What follows is a listing to be transcribed exactly.

**DATA SUPPLIED**.

━━━━━━━━

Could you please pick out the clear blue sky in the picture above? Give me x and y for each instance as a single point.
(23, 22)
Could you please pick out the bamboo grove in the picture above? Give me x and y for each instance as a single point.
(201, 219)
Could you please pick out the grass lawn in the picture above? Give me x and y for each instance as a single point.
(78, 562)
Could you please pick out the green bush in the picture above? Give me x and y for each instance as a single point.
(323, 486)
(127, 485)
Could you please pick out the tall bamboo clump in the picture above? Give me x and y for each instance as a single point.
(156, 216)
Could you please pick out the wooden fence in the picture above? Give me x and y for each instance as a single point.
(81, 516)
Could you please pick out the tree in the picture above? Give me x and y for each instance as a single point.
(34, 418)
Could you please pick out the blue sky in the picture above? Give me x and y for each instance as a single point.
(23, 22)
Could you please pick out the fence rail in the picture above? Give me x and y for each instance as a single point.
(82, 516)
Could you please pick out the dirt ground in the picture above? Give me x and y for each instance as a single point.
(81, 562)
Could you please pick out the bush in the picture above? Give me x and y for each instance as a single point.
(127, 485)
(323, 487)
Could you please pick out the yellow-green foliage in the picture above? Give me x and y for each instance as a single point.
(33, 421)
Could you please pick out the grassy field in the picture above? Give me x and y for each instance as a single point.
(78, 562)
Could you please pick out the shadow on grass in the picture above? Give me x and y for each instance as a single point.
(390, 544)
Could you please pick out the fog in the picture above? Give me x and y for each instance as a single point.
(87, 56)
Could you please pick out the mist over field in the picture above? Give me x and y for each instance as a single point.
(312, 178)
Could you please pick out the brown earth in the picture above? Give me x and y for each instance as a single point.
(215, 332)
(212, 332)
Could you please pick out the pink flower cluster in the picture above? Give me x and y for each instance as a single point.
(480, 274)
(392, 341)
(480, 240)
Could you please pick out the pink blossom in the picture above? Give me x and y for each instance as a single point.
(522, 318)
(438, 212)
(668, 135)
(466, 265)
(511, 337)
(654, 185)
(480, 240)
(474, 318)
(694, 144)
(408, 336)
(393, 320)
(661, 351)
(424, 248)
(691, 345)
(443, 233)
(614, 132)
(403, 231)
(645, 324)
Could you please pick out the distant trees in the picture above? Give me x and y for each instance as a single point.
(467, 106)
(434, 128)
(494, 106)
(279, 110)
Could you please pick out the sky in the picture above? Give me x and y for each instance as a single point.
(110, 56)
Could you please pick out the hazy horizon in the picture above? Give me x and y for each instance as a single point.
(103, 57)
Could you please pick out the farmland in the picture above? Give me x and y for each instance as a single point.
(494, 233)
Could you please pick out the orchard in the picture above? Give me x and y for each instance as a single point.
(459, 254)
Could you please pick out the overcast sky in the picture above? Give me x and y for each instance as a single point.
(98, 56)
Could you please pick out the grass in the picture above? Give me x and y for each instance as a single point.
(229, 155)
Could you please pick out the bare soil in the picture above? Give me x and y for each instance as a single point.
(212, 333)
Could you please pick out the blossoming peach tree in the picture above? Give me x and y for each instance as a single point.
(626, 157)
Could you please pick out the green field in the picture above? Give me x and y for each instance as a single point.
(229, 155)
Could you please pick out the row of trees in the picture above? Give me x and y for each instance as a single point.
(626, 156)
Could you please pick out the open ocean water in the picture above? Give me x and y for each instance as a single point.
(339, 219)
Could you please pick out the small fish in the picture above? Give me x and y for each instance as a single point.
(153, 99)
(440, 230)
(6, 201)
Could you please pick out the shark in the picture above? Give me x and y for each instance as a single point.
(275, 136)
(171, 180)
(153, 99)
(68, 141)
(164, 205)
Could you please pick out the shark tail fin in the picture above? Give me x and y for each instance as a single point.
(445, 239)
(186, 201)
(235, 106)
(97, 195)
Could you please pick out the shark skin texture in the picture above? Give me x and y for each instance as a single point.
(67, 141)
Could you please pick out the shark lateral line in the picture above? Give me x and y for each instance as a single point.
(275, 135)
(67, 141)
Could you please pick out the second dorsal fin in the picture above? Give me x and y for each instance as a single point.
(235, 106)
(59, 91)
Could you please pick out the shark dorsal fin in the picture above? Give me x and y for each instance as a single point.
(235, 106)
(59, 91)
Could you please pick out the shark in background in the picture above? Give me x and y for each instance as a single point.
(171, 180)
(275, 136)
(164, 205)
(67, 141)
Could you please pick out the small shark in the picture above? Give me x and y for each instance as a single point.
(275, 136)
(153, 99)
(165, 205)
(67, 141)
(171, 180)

━━━━━━━━

**FINISHED EXERCISE**.
Could you please pick out the clear blue sky in the picture above? Give me x and y for each instance as a single point.
(23, 22)
Could you please pick out the bamboo grove in the picture above? Give me x and y for each instance as a single point.
(201, 219)
Could you please pick out the grass lawn in the picture above? Give me x and y for each instance as a single point.
(78, 562)
Could you please pick out the green bush in the picture above? Give me x and y for each instance as a single point.
(323, 486)
(127, 485)
Could you please pick out the tall bamboo clump in the picture above? Give me x and y for each instance as a single point.
(156, 216)
Could you please pick out the wooden fence in the picture above? Give me x and y for each instance as a single point.
(81, 516)
Could you please pick out the tree in the picture above? Give me x and y for each instance as a single point.
(34, 418)
Could you please pick out the blue sky in the picture above? Give me x and y for each instance as a single point.
(23, 22)
Could you please pick out the fence rail in the picture above? Give me x and y for each instance as a single point.
(82, 516)
Could you please pick out the dirt ground in the picture above? Give me x and y for each instance as a single point.
(81, 562)
Could you please pick out the bush in the picture above? Give me x and y for each instance as a single point.
(127, 485)
(323, 487)
Could you please pick out the yellow-green foliage in the picture above? Give me x and y for each instance as a single point.
(33, 421)
Could you please pick out the grassy field in the picture above? Give me x and y for each instance as a single point.
(78, 562)
Could you please pick out the shadow on grass in the picture above? Give me x and y for each instance as a single point.
(390, 544)
Could you please pick out the fog in the picture above? Give me x and y for each instance as a single point.
(87, 56)
Could you please pick out the mist over field in the picture above? Give me x and y for each instance as a single point.
(312, 178)
Could you please pick out the brown earth in the picture above? Give me x and y for each instance as a single point.
(215, 332)
(212, 332)
Could you please pick out the pink flower cluster in the picture above? Give me x and y for each instance as a single point.
(480, 274)
(392, 341)
(480, 240)
Could you please pick out the pink blossom in the picture above? Give me x and y for each instance as a single point.
(522, 318)
(438, 212)
(668, 135)
(466, 265)
(511, 337)
(654, 185)
(480, 240)
(474, 318)
(694, 144)
(408, 336)
(393, 320)
(661, 351)
(424, 248)
(691, 345)
(443, 233)
(614, 132)
(403, 231)
(645, 324)
Could you please pick out the distant trees in the picture above? Give me x and y for each instance as a single point.
(467, 106)
(434, 128)
(494, 106)
(279, 110)
Could you please pick out the sky in the picture above? Give me x and y for each instance as a single point.
(110, 56)
Could you please pick out the hazy horizon in the picture above? Give me x and y for each instance as a single point.
(103, 57)
Could you please pick out the farmland in the picture above? Give me x and y for each instance as a single point.
(494, 233)
Could you please pick out the orchard in the picture above? Give me x and y for each instance as a single point.
(459, 254)
Could you please pick out the overcast sky in the picture above? Give me x and y for each instance as a single point.
(98, 56)
Could you please pick out the grass in the picture above? Give me x and y for each instance as a single point.
(229, 155)
Could you please pick out the bare soil in the picture above? Give me x and y for each instance as a single point.
(212, 333)
Could you please pick out the blossoming peach tree in the picture above? Give me x and y for each instance as a single point.
(626, 157)
Could you please pick out the green field in the picture above? Give me x and y for each instance as a single point.
(229, 155)
Could you please pick out the row of trees in the picture above? Give me x and y for each instance as a single point.
(626, 156)
Could you please pick out the open ocean water in the picture above? Give me x and y for each instance as a single point.
(339, 219)
Could you please pick out the small fish in the picture above? Give me x and y for each instance as a single point.
(153, 99)
(440, 230)
(6, 201)
Could you please pick out the shark in the picture above? Give me x and y for each instance as a single point.
(275, 136)
(171, 180)
(153, 99)
(68, 141)
(164, 205)
Could you please pick out the shark tail fin in the picture above? Give me x and y for each instance as a single point.
(445, 239)
(186, 201)
(235, 106)
(97, 195)
Could you please pick out the shark skin texture in the picture above? Give me x and y for each instance as a single point.
(67, 141)
Could you please pick out the shark lateral line in the picture above? Give me x and y for each instance as a single point.
(275, 135)
(67, 141)
Could you please pick out the second dorsal fin in the picture above? Give me x and y for each instance as a single point.
(235, 106)
(59, 91)
Could you please pick out the shark dorsal fin in the picture above? Give me x and y for each instance as a single point.
(235, 106)
(59, 91)
Could you please pick out the shark in background in the picture above? Give me x and y for each instance as a single point.
(171, 180)
(275, 136)
(164, 205)
(67, 141)
Could you please pick out the small shark in the picture above? Give me x and y for each instance as a single point.
(275, 136)
(153, 99)
(165, 205)
(67, 141)
(171, 180)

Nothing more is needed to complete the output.